**Lesetext**
"""
Bersets runder Tisch zur Neuauflage der Rentenreform war rechteckig, 27 geladene Institutionen durften je 5 Minuten ihre Sicht der Dinge darlegen, nach 4 Minuten wurde die gelbe, dann die rote Karte gezeigt, Diskussion wurde nicht verlangt. Berset füllte 17 Seiten mit Notizen, nach 2 Stunden war der Spuk zu Ende. Das Resultat? Schulterzucken und Frust. Der grosse Zampano hatte seinen Zirkus. Dann eilte er zur Pressekonferenz, wo er seinen wirksamen Medienauftritt hatte. Alle machten bereitwillig mit. Wer nicht geladen war, schrieb beleidigte Briefe nach Bern.

Gebracht hat es wenig bis nichts. Befriedigt stellte Berset fest, dass kaum Gemeinsamkeiten zwischen den Beteiligten bestünden. Da aber alle geladen waren, Linke und Rechte, Junge und Alte, Arbeitgeber und Arbeitnehmer, Konservative und Progressive, Schwarze und Rote, war absehbar, dass der Saldo der Positionen Null ergeben musste. Was den Magistraten wohl zum Fehlschluss verleitete, dass es ohne ihn nicht gehe. Dass er – «hochmotiviert» – weiterhin den Ton angeben könne.
"""
**Bereitgestelltes Material**
"""
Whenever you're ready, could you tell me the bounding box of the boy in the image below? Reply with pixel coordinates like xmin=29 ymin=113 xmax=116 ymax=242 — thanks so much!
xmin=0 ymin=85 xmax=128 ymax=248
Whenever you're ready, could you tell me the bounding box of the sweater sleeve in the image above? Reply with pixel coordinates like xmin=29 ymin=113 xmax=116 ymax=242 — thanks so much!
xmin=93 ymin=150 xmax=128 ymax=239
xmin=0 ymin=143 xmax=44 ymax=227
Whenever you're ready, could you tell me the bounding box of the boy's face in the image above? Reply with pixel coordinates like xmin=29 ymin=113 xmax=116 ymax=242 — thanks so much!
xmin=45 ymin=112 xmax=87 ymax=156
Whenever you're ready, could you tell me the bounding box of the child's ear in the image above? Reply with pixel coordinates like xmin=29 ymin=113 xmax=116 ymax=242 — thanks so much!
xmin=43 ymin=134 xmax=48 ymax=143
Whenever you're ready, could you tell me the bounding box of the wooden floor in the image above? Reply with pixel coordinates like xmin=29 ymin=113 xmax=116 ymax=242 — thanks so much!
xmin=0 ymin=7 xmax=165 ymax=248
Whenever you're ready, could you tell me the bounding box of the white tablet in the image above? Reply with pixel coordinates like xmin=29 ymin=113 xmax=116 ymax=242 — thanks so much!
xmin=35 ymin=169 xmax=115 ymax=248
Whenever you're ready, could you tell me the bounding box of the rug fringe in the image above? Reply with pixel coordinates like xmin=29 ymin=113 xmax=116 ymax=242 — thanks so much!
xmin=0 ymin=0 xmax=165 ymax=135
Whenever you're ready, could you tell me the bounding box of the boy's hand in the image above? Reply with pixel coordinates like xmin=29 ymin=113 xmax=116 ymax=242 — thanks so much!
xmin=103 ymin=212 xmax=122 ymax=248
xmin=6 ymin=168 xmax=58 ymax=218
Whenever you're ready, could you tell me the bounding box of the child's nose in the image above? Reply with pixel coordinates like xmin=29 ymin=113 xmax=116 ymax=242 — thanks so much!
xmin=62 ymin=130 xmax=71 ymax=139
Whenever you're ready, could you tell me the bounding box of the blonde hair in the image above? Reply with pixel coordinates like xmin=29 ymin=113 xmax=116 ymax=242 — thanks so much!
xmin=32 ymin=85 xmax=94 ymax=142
"""
**Arbeitsauftrag**
Schreiben Sie aus dem Lesetext über Bersets runden Tisch zur Rentenreform den Abschnitt von „Bersets runder Tisch“ bis „Briefe nach Bern.“ wortgetreu ab.

**Lösung**
Bersets runder Tisch zur Neuauflage der Rentenreform war rechteckig, 27 geladene Institutionen durften je 5 Minuten ihre Sicht der Dinge darlegen, nach 4 Minuten wurde die gelbe, dann die rote Karte gezeigt, Diskussion wurde nicht verlangt. Berset füllte 17 Seiten mit Notizen, nach 2 Stunden war der Spuk zu Ende. Das Resultat? Schulterzucken und Frust. Der grosse Zampano hatte seinen Zirkus. Dann eilte er zur Pressekonferenz, wo er seinen wirksamen Medienauftritt hatte. Alle machten bereitwillig mit. Wer nicht geladen war, schrieb beleidigte Briefe nach Bern.